Ringworld

L'Anneau-Monde de Larry Niven, c'est l'un de ces romans classiques (1970 tout de même) que je n'ai jamais lus et qui, c'est certain, manquent à ma culture SF. Je me suis donc attelé cet été à sa lecture en VO...
Résumé : 
Dans un futur pas trop éloigné, l'espèce humaine a réalisé le contact avec plusieurs autres espèces intelligentes, certaines hostiles - telle que celle des kzinti, des humanoïdes féliformes - et d'autres énigmatiques - telle que celle des marionnettistes de Pierson, à trois pattes et deux têtes. Louis Wu a dépassé les deux cents ans lorsqu'il rencontre son premier marionnettiste, qui l'entraîne dans une étrange aventure... Les marionnettistes ont en effet fui l'espace connu quelques temps auparavant car un cataclysme d'envergure galactique promet de balayer la région dans quelques milliers d'années : pour cette espèce ayant une forte aversion au risque, le moment était donc venu de plier bagage. Pourtant, un problème se fait jour : quelque part aux frontières de l'espace connu les marionnettistes ont détecté un système stellaire vidé de ses planètes par une espèce extraterrestre inconnue, qui a de surcroît construit un artefact surprenant : rien de moins qu'un anneau de la taille d'une orbite planétaire ! Nessus le marionnettiste recrute alors Louis Wu, mais aussi le kzin Parleur-aux-Animaux et la femme Teela Brown pour explorer l'Anneau-Monde et en arracher les secrets. Entre les partenaires méfiants les uns à l'égard des autres, la technologie qui dissimule bien des surprises et les dangers d'un artefact abandonné par ses créateurs pour des raisons inconnues, la mission promet de ne pas être de tout repos...

◆ ◆ ◆

- _Tâches à réaliser_:
(1) Dans le texte sur l'Anneau-Monde, recopiez le passage qui commence aux mots « L'Anneau-Monde de Larry » et s'arrête après « lecture en VO... », en remplaçant « cet été » par « cet hiver ».
(2) D'après le texte sur l'Anneau-Monde, quel âge Louis Wu a-t-il dépassé lorsqu'il rencontre son premier marionnettiste ?
Le matériel qui suit n'a aucun rapport avec le texte sur l'Anneau-Monde.

◆ ◆ ◆

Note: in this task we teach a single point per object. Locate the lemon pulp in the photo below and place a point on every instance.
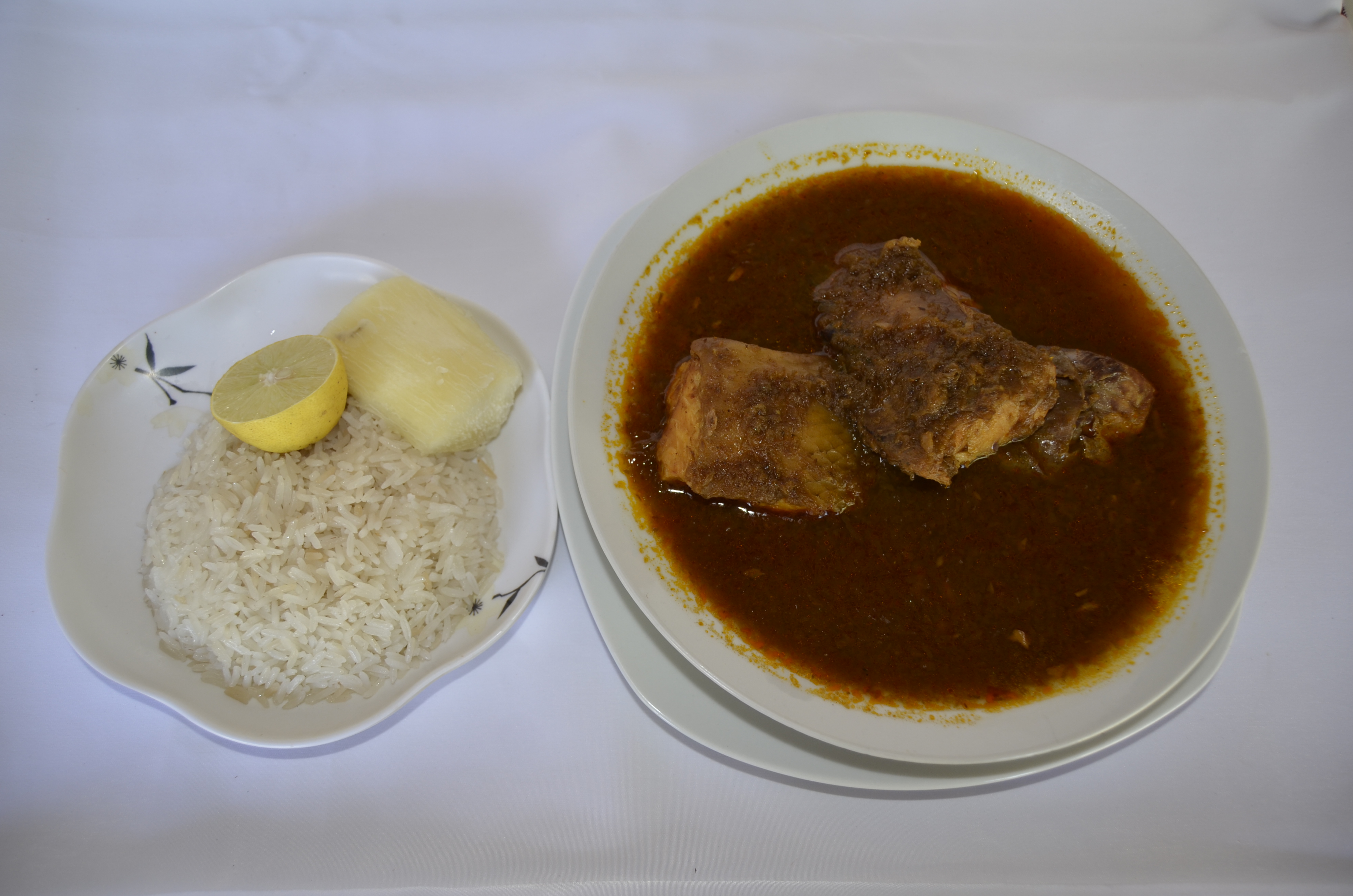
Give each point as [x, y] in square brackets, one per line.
[285, 396]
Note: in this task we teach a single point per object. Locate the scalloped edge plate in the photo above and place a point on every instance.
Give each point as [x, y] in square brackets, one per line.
[122, 432]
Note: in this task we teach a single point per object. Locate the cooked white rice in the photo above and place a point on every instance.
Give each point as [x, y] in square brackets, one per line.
[320, 573]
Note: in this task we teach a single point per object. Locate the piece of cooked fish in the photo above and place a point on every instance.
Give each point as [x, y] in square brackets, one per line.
[939, 384]
[1100, 401]
[757, 425]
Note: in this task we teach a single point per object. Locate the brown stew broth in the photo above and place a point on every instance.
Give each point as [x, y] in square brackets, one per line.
[914, 593]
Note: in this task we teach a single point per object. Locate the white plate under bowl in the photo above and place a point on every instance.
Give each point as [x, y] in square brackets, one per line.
[698, 708]
[1229, 396]
[124, 432]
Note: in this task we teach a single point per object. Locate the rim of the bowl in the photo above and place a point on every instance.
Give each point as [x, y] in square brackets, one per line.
[1094, 204]
[402, 692]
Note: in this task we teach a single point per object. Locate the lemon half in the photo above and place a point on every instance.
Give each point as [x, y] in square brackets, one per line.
[285, 396]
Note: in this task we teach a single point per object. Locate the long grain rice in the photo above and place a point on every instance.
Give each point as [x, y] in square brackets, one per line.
[320, 573]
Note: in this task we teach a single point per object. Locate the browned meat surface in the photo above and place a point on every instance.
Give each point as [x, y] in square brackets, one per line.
[757, 425]
[1100, 400]
[938, 384]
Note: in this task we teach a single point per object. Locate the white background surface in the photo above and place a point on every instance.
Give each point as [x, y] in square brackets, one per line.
[152, 152]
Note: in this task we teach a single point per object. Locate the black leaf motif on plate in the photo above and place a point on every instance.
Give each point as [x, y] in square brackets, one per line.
[159, 377]
[512, 595]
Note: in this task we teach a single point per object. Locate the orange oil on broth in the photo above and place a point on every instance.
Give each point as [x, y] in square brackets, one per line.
[912, 597]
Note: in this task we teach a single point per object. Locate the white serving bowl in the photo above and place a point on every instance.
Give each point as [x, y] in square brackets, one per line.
[1229, 394]
[122, 434]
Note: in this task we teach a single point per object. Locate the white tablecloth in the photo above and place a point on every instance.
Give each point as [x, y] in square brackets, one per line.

◆ ◆ ◆

- _Réponses aux tâches_:
(1)
L'Anneau-Monde de Larry Niven, c'est l'un de ces romans classiques (1970 tout de même) que je n'ai jamais lus et qui, c'est certain, manquent à ma culture SF. Je me suis donc attelé cet hiver à sa lecture en VO...

(2) Il a dépassé les deux cents ans.